▶ **Exercise instructions**
Find each line in the material below that contains the word "flat" and copy those lines. Match the capitalization exactly.

▶ **Coordinate labeling data**
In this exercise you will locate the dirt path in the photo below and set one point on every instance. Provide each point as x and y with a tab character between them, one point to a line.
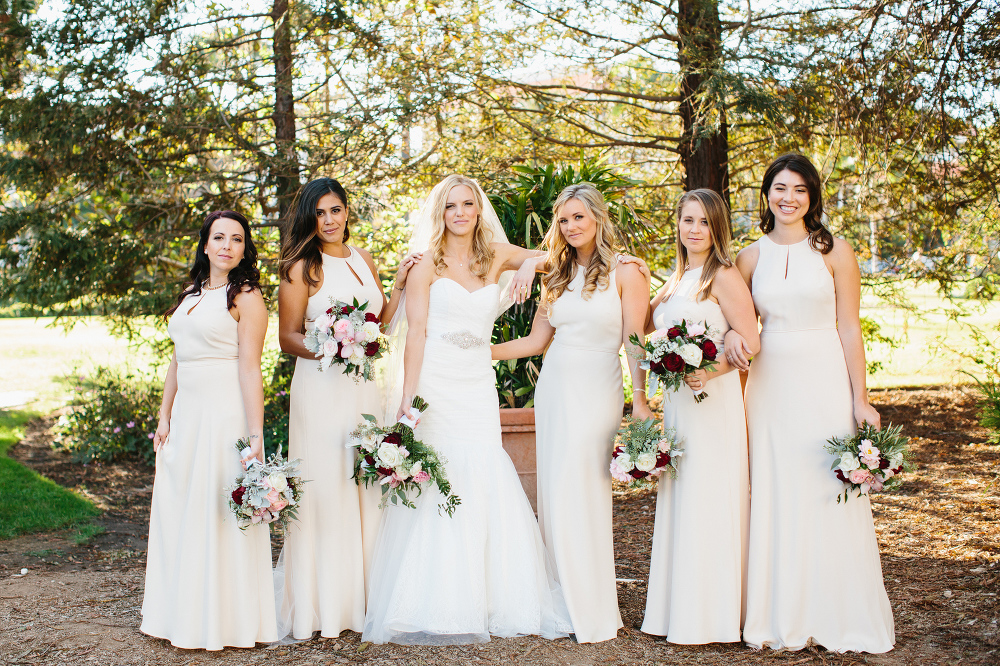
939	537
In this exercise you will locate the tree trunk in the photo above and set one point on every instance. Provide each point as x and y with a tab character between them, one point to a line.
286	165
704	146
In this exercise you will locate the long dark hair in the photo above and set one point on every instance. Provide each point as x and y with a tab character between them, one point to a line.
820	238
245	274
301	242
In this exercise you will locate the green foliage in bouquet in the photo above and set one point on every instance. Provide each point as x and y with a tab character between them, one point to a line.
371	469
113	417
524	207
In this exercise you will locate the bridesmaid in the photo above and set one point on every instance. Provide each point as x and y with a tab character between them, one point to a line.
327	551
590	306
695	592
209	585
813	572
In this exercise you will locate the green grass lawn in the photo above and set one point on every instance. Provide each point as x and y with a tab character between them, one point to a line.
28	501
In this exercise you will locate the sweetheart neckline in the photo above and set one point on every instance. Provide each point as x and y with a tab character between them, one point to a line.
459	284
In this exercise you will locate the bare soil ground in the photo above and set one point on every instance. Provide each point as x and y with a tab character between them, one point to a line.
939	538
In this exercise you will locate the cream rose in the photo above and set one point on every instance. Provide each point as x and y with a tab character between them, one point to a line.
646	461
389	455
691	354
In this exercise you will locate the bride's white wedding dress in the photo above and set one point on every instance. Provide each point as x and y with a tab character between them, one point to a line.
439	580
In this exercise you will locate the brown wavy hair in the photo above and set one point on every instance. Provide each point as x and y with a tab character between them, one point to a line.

---

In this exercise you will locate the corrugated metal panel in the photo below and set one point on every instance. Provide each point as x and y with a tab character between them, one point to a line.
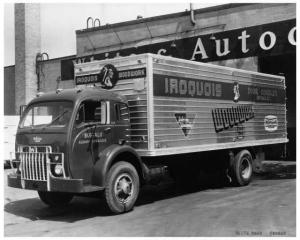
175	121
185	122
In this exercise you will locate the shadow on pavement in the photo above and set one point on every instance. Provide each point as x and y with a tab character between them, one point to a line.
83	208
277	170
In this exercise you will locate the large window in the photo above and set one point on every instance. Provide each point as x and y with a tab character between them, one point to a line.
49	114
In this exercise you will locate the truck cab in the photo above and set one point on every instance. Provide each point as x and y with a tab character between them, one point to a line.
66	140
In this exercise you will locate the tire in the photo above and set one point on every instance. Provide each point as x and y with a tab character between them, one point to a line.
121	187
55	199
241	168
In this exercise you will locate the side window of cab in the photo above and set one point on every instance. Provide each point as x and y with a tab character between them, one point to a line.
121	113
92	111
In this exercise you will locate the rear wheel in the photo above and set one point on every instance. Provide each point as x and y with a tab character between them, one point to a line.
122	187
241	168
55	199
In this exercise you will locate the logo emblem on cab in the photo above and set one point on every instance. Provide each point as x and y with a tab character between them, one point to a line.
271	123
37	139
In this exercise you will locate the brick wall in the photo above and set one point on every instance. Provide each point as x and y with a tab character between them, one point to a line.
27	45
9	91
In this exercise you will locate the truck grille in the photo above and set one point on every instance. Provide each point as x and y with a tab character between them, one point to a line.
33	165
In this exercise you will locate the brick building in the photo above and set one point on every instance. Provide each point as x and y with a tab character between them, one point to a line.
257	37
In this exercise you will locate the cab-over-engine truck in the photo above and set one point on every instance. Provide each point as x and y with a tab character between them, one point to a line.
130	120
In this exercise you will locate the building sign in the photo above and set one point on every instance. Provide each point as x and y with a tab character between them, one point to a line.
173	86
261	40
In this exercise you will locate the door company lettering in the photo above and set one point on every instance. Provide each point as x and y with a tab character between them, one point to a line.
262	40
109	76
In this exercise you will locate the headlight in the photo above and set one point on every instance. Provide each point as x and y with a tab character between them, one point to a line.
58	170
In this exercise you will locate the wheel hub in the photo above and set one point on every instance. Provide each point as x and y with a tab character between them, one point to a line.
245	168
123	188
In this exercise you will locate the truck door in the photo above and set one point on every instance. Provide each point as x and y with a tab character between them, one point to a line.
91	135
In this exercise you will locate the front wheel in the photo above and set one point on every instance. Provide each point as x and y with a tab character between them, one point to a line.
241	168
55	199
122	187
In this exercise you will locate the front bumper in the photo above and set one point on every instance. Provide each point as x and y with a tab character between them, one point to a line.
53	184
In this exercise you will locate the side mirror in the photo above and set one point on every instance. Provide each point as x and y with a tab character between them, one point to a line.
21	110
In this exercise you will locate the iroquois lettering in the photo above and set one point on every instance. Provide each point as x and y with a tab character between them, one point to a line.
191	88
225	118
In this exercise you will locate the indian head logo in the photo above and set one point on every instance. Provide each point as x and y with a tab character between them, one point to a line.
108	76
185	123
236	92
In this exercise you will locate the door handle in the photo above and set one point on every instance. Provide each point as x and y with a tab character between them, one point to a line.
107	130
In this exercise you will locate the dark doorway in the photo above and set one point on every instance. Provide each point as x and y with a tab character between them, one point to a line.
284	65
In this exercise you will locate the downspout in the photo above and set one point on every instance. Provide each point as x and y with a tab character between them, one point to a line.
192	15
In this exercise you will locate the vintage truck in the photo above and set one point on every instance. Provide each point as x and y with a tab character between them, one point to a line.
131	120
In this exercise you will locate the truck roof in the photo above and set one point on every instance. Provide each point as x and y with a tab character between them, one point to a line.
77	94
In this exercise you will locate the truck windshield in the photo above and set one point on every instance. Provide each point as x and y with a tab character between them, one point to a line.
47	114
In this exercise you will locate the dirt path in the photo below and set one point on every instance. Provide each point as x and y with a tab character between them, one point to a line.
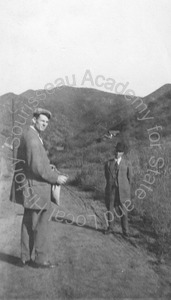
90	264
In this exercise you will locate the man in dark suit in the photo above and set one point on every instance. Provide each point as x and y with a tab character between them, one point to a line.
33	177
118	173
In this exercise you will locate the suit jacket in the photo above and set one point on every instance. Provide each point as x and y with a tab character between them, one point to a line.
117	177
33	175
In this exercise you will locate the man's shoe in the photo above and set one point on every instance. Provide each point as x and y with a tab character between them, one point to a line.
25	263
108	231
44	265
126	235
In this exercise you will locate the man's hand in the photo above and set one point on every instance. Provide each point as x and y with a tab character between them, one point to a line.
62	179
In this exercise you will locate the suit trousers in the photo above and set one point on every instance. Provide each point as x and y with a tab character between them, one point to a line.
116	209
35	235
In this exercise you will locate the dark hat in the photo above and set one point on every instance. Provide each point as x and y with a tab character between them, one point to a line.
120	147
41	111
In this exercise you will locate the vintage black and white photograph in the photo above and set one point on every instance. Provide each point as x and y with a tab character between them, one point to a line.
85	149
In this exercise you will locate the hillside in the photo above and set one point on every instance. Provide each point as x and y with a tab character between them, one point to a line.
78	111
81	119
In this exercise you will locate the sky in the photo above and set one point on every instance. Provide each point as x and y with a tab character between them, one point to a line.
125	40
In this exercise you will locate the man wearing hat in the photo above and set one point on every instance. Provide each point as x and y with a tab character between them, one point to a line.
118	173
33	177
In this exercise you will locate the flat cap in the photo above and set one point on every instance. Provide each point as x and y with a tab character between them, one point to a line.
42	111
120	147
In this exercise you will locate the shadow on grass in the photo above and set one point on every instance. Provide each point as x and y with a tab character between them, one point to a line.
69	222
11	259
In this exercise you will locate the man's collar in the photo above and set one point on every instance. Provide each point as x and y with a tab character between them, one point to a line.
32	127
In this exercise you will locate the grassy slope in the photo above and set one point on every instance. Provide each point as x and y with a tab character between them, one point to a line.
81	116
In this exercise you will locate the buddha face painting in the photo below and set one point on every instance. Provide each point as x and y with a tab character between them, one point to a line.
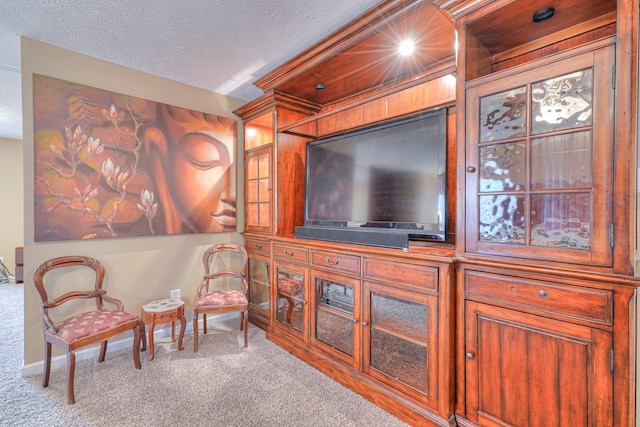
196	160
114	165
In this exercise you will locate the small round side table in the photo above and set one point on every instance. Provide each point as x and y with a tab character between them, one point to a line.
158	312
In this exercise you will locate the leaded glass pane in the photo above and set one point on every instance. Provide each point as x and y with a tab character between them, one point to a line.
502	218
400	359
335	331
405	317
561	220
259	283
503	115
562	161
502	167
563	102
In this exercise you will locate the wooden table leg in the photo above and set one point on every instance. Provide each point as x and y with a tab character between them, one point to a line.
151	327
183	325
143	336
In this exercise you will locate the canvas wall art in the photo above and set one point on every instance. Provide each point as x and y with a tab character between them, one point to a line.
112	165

* * *

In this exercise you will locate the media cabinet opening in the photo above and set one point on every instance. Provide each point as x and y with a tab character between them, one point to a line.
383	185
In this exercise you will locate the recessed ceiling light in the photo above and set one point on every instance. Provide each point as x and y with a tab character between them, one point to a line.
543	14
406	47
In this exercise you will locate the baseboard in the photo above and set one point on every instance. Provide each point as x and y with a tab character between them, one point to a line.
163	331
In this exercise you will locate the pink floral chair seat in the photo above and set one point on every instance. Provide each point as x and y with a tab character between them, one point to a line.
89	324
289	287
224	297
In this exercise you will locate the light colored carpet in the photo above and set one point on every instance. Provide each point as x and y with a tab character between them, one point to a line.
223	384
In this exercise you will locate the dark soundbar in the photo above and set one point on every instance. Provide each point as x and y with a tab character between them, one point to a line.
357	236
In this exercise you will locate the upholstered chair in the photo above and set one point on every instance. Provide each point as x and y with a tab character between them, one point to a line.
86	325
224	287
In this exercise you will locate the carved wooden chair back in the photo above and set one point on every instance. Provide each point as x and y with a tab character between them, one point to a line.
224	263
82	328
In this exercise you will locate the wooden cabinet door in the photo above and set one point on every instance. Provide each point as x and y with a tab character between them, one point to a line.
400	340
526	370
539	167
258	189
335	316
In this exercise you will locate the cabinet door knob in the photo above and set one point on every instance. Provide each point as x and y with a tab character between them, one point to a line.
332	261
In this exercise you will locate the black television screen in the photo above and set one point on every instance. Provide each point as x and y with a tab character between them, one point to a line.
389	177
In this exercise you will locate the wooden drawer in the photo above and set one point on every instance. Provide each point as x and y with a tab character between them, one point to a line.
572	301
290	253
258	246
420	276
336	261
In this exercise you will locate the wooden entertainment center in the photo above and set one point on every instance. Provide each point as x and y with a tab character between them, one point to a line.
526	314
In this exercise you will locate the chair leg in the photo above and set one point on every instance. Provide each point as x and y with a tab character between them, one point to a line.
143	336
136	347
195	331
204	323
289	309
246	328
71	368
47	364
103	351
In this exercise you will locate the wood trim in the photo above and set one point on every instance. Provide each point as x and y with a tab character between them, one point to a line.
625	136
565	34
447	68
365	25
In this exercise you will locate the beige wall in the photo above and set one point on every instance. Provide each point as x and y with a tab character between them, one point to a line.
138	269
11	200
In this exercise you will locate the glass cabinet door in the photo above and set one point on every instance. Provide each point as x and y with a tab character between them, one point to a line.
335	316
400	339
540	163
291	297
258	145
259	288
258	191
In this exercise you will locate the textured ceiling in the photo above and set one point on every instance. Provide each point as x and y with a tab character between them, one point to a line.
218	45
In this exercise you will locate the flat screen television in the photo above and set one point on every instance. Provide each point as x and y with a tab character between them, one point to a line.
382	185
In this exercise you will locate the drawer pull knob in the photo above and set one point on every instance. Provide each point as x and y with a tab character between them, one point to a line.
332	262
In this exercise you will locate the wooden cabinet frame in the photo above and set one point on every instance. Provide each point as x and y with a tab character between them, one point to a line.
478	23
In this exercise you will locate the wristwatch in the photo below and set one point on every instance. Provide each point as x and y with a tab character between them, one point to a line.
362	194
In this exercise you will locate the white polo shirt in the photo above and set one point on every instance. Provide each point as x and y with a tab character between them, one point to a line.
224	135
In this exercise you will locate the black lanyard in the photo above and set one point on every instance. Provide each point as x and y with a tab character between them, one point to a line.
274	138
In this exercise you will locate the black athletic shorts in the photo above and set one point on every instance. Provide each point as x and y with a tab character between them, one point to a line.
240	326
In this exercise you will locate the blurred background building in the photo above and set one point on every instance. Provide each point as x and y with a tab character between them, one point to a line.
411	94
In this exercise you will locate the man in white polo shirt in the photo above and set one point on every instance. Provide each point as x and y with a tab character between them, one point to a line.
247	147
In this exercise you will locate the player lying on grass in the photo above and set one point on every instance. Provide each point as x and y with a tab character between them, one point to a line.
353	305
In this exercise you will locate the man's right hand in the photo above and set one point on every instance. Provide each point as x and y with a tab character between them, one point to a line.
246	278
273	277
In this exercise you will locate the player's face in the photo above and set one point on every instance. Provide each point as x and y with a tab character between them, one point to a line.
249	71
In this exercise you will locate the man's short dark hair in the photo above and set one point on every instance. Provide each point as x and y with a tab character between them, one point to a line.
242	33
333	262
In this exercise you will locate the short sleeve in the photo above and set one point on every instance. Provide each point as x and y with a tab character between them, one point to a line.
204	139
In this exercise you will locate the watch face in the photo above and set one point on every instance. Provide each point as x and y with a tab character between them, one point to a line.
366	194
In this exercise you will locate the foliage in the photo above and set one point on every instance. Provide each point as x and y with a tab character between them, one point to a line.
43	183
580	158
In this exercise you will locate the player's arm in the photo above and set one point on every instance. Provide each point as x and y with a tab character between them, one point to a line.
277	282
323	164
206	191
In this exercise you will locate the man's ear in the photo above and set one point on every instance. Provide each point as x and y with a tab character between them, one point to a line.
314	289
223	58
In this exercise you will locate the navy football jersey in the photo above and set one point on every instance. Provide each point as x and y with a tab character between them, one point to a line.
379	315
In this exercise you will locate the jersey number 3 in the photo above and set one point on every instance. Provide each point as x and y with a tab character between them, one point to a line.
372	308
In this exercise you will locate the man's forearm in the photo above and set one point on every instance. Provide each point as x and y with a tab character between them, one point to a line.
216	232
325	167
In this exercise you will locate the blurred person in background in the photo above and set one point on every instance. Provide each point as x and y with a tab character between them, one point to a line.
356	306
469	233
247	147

▶ **Written solution**
In this exercise you will locate the flat cap in the photo above and set one point on every instance. Provide each point as x and y with a tab character between them, one point to a line.
In this exercise you will locate the flat screen television in the photo above and set one point on every instance. Provide each point as x and y with a tab character between them, one point to a line.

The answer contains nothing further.